THE REQUEST
Render this sentence from the passage on shares and dividends below in Spanish: "On August 1, 2019, the Board of Directors declared a quarterly cash dividend of $0.0725 per share, payable on September 19, 2019 to shareholders of record as of the close of business on August 22, 2019."

--- Start of EXCERPT ---

Additionally, during the quarter ended June 30, 2019, there were no shares withheld to settle employee taxes due upon the vesting of restricted stock. During the nine months ended June 30, 2019, 85,847 shares, with a market value of $1,059, or $12.34 per share were withheld to settle employee taxes due upon the vesting of restricted stock, and were added to treasury stock. Furthermore, during the nine months ended June 30, 2019, an additional 3,861 shares, with a market value of $47, or $12.16 per share, were withheld from common stock issued upon the vesting of restricted stock units to settle employee taxes due upon vesting.

On November 17, 2011, the Company began declaring quarterly dividends. During 2018, the Company declared and paid regular cash dividends totaling $0.28 per share. In addition, on March 7, 2018, the Board of Directors declared a special cash dividend of $1.00 per share paid in April 2018. During the nine months ended June 30, 2019, the Board of Directors approved three quarterly cash dividends of $0.0725 per share each. The Company currently intends to pay dividends each quarter; however, payment of dividends is determined by the Board of Directors at its discretion based on various factors, and no assurance can be provided as to the payment of future dividends.

On August 1, 2019, the Board of Directors declared a quarterly cash dividend of $0.0725 per share, payable on September 19, 2019 to shareholders of record as of the close of business on August 22, 2019.

During the nine months ended June 30, 2019, Griffon used cash for discontinued operations from operating activities of $3,874 primarily related to retention bonus payments for previous PPC employees and certain legal and consulting payments related to the sale of PPC. During the nine months ended June 30, 2018, Griffon used cash for discontinued operations from operating, investing and financing activities of $62,273 primarily related to PPC operations and capital expenditures, as well as the repayment of outstanding debt upon the sale of PPC.

--- End of EXCERPT ---
--- Start of RECORD EXTRACTS ---

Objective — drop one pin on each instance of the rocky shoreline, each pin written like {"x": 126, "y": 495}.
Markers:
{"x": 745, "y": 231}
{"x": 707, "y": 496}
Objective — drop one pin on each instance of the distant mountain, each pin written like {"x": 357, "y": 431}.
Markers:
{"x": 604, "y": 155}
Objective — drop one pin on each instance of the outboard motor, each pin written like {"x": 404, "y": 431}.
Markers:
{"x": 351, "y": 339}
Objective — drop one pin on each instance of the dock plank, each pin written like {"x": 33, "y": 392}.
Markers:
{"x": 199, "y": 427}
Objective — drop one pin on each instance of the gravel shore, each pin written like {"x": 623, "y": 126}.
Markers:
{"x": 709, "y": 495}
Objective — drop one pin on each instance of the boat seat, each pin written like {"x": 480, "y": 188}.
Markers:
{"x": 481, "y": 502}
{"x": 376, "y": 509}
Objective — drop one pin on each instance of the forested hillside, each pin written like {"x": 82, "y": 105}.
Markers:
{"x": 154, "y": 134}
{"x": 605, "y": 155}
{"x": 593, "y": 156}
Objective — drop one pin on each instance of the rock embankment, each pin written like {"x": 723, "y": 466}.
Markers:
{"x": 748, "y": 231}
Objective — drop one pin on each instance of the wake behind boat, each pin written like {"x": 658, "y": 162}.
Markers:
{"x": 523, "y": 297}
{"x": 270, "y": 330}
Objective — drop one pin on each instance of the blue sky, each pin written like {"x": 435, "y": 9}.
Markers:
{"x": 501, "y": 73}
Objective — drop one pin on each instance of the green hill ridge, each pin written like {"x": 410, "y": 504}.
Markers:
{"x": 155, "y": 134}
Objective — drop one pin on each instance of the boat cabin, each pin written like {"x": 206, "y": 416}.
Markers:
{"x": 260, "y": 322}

--- End of RECORD EXTRACTS ---

RESPONSE TO THE TASK
El 1 de agosto de 2019, el Consejo de Administración declaró un dividendo trimestral en efectivo de $0.0725 por acción, pagadero el 19 de septiembre de 2019 a los accionistas registrados al cierre de operaciones del 22 de agosto de 2019.